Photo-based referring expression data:
=== Begin Enclosure ===

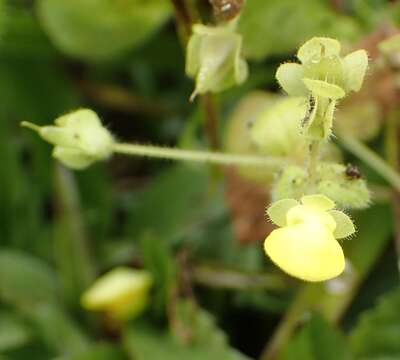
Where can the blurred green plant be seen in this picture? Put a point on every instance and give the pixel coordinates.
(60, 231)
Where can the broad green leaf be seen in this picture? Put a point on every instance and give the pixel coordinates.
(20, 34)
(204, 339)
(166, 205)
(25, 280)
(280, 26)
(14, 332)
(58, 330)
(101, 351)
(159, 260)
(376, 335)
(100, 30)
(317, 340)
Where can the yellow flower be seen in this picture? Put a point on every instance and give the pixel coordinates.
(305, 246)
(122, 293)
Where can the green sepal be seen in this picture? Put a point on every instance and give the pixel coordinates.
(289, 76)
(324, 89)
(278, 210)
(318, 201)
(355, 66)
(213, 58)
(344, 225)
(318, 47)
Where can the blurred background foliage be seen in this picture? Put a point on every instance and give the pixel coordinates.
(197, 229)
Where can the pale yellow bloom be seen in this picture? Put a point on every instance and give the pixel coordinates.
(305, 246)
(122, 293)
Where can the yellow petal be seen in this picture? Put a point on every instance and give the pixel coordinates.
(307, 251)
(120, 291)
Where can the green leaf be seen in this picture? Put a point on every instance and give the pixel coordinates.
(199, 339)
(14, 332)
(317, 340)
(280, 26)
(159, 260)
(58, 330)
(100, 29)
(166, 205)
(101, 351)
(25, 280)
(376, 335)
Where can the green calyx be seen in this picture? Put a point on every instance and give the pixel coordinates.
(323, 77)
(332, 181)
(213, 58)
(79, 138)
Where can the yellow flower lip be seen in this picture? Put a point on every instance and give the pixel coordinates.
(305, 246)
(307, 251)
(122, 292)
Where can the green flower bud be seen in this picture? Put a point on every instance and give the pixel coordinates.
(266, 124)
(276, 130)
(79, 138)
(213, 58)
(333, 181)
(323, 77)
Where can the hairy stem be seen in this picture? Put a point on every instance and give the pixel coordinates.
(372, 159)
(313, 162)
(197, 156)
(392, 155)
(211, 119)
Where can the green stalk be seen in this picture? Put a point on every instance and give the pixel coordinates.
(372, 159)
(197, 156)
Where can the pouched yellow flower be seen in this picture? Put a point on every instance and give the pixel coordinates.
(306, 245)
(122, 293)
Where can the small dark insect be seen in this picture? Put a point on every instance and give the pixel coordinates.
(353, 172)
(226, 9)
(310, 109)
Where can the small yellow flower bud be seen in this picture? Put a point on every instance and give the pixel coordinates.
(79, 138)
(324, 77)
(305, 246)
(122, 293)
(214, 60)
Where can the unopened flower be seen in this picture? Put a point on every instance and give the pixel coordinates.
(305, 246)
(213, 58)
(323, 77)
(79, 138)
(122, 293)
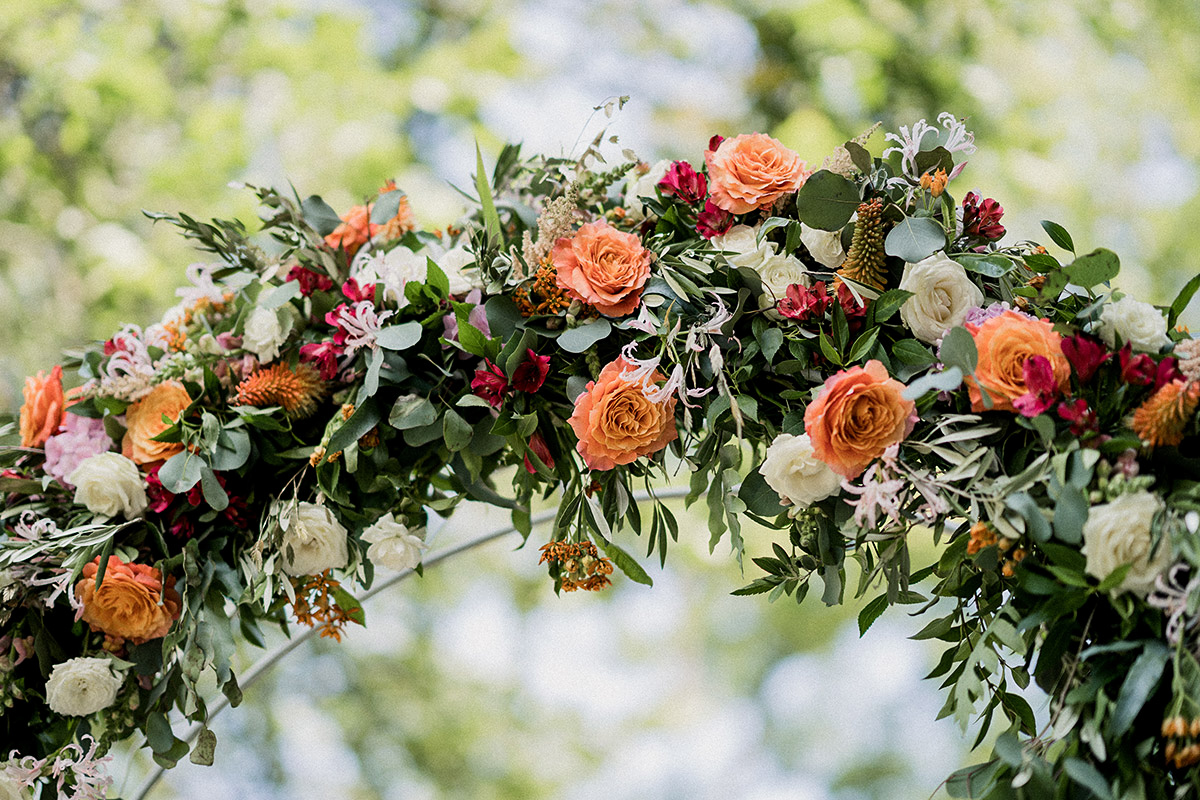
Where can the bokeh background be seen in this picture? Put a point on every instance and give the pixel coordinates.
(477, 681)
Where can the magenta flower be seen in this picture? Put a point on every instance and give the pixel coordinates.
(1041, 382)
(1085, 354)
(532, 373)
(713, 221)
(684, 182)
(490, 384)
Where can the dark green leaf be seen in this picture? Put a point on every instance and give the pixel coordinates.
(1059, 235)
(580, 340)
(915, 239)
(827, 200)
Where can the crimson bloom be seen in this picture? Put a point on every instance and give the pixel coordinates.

=== End Enclosure ===
=== Begin Enclosure ===

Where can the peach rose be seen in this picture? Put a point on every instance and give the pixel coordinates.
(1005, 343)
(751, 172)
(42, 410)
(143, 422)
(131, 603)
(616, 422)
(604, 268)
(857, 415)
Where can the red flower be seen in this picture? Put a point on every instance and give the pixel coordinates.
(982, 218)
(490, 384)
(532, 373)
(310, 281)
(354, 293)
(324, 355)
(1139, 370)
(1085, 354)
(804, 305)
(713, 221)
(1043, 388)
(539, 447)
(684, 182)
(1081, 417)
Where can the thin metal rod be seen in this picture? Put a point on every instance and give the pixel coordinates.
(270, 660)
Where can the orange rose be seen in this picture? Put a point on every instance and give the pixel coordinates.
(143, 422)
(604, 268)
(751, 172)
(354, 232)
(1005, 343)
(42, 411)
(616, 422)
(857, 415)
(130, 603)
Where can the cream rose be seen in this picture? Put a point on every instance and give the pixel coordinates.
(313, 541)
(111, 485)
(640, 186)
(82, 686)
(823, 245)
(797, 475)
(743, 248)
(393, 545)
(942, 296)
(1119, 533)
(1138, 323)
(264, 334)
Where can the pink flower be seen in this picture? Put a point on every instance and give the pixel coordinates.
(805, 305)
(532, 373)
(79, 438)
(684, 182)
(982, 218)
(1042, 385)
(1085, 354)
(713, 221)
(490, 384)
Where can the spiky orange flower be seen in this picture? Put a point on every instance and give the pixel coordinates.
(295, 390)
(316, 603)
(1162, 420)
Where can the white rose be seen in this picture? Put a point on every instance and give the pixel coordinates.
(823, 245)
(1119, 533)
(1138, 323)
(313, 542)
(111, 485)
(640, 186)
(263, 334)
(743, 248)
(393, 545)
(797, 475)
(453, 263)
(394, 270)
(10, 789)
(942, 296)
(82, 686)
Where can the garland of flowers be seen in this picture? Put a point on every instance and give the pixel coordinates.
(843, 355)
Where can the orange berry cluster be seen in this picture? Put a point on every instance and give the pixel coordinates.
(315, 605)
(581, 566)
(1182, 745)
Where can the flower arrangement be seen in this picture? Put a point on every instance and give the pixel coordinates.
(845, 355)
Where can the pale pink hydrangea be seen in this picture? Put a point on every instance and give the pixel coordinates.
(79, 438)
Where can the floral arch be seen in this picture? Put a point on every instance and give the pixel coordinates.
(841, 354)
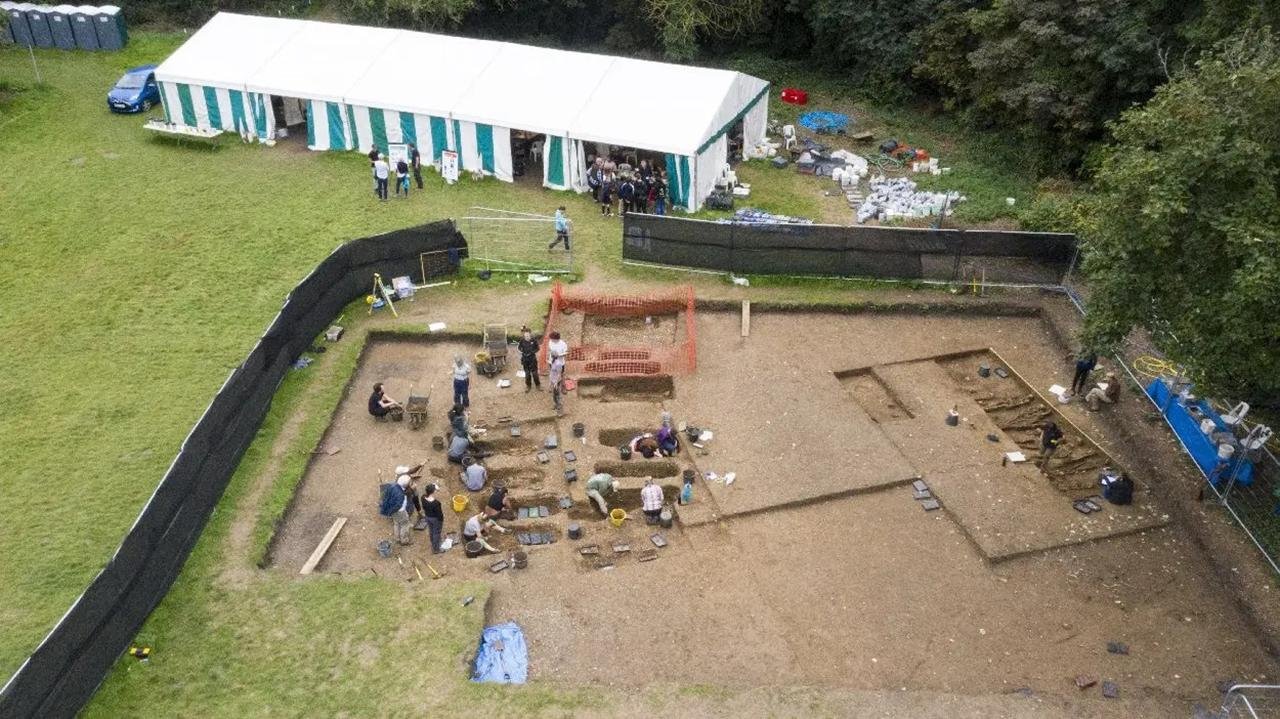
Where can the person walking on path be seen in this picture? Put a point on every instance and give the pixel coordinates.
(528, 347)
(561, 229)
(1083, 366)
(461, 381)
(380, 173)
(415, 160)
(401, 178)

=== End Enclosure ===
=== Begin Enclosure ===

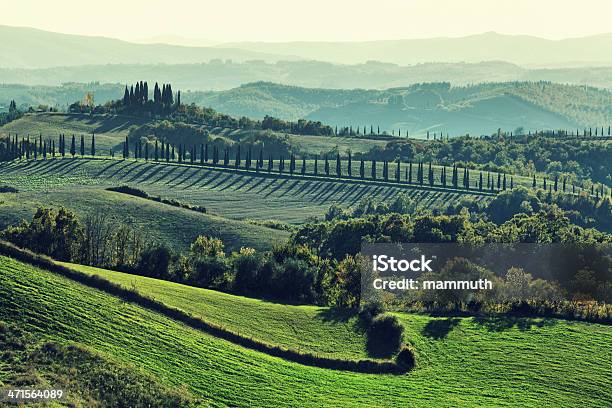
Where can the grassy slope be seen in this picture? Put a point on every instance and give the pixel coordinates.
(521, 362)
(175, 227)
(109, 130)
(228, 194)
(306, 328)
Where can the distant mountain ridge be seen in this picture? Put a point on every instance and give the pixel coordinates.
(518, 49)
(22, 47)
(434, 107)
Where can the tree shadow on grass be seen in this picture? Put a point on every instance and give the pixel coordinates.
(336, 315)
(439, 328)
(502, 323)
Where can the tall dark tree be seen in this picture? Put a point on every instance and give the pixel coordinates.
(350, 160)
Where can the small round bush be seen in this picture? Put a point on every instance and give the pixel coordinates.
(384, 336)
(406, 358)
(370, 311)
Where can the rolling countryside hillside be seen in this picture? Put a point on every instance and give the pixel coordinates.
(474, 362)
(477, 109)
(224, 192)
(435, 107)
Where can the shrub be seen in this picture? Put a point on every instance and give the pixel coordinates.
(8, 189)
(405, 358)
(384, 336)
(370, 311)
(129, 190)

=== End Enclosure ===

■ **Exercise prompt**: Nothing but the lines above from the one that has "Where can the green stalk" down to the one that has "Where can the crimson" belongs in the answer, copied exactly, without pictures.

■ **Exercise output**:
Where can the green stalk be seen in this picture? Put a point on every instance and give the pixel coordinates.
(372, 159)
(197, 156)
Where can the pouched yellow flower be seen in this picture? Put a point on every instance and give the pixel coordinates.
(306, 245)
(122, 293)
Where can the small dark insect be seen in this picture? Put a point on every instance and give the pixel coordinates.
(353, 172)
(226, 9)
(310, 109)
Where can the small yellow flower bud be seen in this picture? Put a point on every instance and give the pixel coordinates.
(79, 138)
(324, 77)
(305, 246)
(122, 293)
(214, 60)
Where can the unopened flower be seen in this picture? Put a point on every instance and give the pixel coordinates.
(305, 246)
(213, 58)
(323, 77)
(79, 138)
(122, 293)
Where can the bokeh background be seen in this picture? Put a point on every instance and give the pixel coordinates.
(477, 681)
Where can the magenta flower be seen in this picture? Put a point on every instance and give the pixel coordinates.
(1041, 382)
(1085, 354)
(532, 373)
(713, 221)
(684, 182)
(490, 384)
Where can the dark green leaf be seen in this picture? Put a point on every instance and give the pixel coordinates.
(1059, 235)
(580, 340)
(915, 239)
(827, 200)
Where can the crimson bloom be seen in this picture? Put a point on every instance and give the pixel coordinates.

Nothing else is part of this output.